> [What you need to do]
From the news report on Heather Nauert and the Qatar royals, return word for word the part from "Meanwhile as exclusively" up to and including "in the U.S.".

> [Given passage]

>>>>>

As
Heather Nauert Withdrawal
Ascribed to Work Permit Issue
Qatar Royals Sneak In and Stiff
Staff
By Matthew
Russell Lee, Q-Exclusive CJR PFT
UNITED NATIONS
GATE, February 17 – US
President Donald Trump's
choice to replace Nikki Haley
as US Ambassador to the UN,
Heather Nauert, has withdrawn
her name. This is ascribed to
a "nanny issue," with a visa
but not the right work permit.
Meanwhile as exclusively reported
by Inner City Press, The
Qatar ruling
family's abuse
of employees
and laws was exposed
in an off the
record initial
conference at
in the U.S.
District Court
for the
Southern
District of
New York on
February 14; Inner
City Press was
the only media
present.
Since its exclusive
report
that day,
Inner City
Press has been
contacted by
more employees
and
whistleblowers
and a range of
apparent legal
violations by
the Qatar
royal family
has come to
light.
Beyond the
failure to pay overtime which
was the subject of the
February 14 proceeding, Inner
City Press is now informed
that others of the Qatar
royals' workers are brought in
through JFK airport on private
jets, into limousine that
drive onto the tarmac. These
employees are then made to
work long hours with no
protections in the mansion at
9 East 72nd Street in
Manhattan.
Inner City Press
is informed, tellingly, that
one female worker from the
Philippines in forced to sleep
in front of Sheikh
Jassim bin Abdulaziz
Al-Thani's bedroom room so
that she can be ready to bring
him food or water or even give
massages at any hour. His wife
Sheikha Al Mayassa bint Hamad
Al-Thani, the sister of
Qatar's ruler, buys art for
Qatar's museum and runs the
"Reaching Out To Asia" foundation.
Meanwhile her workers have
their hair pulled and a tooth
broken by her son. When
workers are fired they are
urged to fly to Doha where
they would face arrest.
The scams work
this way: the Qatari royals'
employees signed contracts in
Doha and then are told that
their visas to the US, unless
they are smuggled / trafficked
in through the JFK Airport
tarmac, are under the control
of the royals. While waiting
to be processed at JFK they
are presented with a new less
favorable contract and told if
they do not sign it, they will
not be admitted. If they work
for the family in Qatar, they
face imprisonment for any
disagreement.

<<<<<

Pointing and labeling entries
>>>>>

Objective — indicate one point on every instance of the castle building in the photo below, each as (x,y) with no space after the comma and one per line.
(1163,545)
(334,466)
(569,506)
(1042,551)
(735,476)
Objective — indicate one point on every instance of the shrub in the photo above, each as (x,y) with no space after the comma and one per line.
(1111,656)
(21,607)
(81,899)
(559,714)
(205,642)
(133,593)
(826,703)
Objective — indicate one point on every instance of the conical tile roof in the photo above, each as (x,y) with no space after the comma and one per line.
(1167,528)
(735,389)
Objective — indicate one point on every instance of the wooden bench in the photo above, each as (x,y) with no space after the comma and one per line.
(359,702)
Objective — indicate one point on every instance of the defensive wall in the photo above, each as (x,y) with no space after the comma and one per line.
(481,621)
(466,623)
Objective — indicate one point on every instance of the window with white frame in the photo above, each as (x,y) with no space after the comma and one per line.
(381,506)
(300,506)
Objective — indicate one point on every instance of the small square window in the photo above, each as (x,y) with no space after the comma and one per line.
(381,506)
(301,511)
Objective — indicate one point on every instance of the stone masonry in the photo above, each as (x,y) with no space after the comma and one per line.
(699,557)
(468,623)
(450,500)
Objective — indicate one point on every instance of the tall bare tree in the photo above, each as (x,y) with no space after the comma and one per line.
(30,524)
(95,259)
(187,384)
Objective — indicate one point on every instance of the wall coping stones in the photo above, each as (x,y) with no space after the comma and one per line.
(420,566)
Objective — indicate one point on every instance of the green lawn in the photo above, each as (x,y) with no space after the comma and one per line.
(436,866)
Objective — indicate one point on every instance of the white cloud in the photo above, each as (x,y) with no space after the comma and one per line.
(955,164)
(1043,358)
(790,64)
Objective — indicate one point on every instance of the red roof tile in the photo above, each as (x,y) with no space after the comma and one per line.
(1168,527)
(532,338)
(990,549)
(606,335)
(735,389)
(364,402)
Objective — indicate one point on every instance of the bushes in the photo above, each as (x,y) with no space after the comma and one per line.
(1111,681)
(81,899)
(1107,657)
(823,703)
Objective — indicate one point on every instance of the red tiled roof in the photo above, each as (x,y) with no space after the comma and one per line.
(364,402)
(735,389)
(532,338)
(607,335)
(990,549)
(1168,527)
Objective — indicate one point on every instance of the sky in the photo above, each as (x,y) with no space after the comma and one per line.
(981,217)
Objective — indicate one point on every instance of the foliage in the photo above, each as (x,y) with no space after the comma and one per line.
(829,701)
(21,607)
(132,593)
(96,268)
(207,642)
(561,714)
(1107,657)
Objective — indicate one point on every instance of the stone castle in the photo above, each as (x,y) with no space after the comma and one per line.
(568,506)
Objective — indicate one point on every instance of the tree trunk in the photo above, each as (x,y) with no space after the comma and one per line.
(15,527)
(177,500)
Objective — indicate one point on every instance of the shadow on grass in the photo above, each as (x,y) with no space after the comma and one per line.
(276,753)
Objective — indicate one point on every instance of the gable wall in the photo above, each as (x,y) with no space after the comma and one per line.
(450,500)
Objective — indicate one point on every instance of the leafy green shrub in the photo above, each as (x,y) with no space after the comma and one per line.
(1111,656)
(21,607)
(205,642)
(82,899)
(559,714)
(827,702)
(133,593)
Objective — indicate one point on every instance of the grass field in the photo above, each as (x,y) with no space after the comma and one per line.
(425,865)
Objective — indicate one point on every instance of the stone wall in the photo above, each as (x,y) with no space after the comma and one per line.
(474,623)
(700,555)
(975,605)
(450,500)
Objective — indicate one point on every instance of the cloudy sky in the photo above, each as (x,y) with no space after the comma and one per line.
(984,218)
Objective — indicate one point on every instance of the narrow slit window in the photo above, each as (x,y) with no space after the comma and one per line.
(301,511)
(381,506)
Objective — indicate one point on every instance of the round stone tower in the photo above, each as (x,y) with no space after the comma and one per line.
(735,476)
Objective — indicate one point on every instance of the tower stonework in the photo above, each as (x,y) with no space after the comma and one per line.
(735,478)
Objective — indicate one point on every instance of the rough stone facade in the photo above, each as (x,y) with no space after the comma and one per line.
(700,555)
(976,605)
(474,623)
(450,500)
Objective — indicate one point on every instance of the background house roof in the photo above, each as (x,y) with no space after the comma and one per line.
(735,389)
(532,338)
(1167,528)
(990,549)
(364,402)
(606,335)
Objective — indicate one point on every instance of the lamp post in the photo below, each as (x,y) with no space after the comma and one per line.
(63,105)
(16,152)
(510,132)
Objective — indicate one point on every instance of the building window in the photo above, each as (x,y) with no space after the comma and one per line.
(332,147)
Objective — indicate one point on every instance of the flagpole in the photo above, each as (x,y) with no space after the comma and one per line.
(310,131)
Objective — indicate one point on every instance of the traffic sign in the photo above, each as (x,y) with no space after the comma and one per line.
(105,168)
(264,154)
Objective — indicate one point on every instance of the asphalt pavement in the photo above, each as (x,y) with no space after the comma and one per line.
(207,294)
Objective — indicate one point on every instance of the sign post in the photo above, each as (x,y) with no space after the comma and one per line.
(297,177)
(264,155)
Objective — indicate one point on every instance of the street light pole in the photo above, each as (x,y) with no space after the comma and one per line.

<<<<<

> [Written solution]
Meanwhile as exclusively reported
by Inner City Press, The
Qatar ruling
family's abuse
of employees
and laws was exposed
in an off the
record initial
conference at
in the U.S.